» Description of the task
Give the number of lines in the listing that contain "tower", with no other words.

» Dataset entries

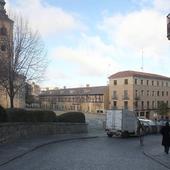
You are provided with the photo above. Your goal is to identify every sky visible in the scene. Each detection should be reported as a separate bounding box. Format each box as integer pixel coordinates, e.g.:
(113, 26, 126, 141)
(6, 0, 170, 89)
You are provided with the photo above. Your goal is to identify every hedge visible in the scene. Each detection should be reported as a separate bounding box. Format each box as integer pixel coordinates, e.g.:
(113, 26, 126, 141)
(6, 109, 57, 122)
(0, 105, 7, 122)
(57, 112, 85, 123)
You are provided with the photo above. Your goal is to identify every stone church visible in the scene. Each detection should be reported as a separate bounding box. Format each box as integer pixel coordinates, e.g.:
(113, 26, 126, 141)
(0, 0, 25, 108)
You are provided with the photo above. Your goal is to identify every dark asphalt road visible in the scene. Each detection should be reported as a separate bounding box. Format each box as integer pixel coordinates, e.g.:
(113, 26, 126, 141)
(0, 136, 168, 170)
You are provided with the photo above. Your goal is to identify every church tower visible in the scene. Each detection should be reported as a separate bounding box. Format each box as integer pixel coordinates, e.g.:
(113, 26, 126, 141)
(0, 0, 14, 108)
(0, 0, 13, 57)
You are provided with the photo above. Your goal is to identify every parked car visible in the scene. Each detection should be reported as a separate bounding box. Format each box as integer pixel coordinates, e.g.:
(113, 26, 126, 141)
(138, 119, 157, 134)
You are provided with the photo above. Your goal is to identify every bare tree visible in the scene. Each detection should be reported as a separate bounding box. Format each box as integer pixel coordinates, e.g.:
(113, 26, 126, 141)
(0, 15, 47, 108)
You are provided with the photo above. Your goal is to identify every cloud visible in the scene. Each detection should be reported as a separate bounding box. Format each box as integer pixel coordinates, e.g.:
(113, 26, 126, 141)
(51, 34, 121, 77)
(99, 1, 170, 71)
(7, 0, 86, 37)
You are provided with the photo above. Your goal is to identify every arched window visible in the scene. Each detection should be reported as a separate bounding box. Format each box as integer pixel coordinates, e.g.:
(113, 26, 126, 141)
(1, 45, 6, 51)
(0, 27, 7, 36)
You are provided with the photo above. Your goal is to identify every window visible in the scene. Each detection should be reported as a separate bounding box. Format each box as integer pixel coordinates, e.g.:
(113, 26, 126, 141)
(152, 81, 154, 86)
(141, 101, 144, 109)
(135, 79, 137, 85)
(1, 45, 6, 51)
(124, 90, 128, 99)
(141, 90, 144, 96)
(152, 101, 155, 109)
(152, 91, 154, 96)
(113, 101, 117, 108)
(147, 90, 149, 96)
(124, 79, 128, 85)
(162, 91, 164, 96)
(112, 91, 117, 99)
(135, 101, 138, 108)
(140, 112, 145, 116)
(157, 101, 160, 108)
(167, 91, 169, 96)
(141, 80, 143, 85)
(124, 101, 128, 109)
(114, 80, 117, 85)
(157, 91, 160, 96)
(135, 90, 138, 97)
(157, 81, 159, 86)
(147, 101, 149, 109)
(162, 81, 164, 87)
(0, 27, 7, 36)
(166, 82, 168, 87)
(147, 80, 149, 85)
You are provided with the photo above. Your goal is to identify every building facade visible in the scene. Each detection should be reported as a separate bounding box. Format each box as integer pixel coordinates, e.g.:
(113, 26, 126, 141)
(109, 71, 170, 119)
(25, 82, 41, 108)
(0, 0, 25, 108)
(39, 86, 109, 113)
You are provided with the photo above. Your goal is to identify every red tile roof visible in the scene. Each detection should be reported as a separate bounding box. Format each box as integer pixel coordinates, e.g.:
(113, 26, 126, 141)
(109, 70, 170, 81)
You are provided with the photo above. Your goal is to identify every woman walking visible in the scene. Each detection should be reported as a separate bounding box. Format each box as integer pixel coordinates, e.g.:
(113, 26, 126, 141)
(160, 122, 170, 154)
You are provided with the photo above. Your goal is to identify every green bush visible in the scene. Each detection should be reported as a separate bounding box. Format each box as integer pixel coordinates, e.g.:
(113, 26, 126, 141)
(0, 105, 7, 122)
(58, 112, 85, 123)
(6, 108, 27, 122)
(6, 108, 57, 122)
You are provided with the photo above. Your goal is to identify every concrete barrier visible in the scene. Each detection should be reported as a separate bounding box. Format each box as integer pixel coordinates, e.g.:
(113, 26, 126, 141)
(0, 122, 88, 143)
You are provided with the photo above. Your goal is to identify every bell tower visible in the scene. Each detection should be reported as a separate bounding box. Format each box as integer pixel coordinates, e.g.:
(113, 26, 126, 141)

» Response to the task
2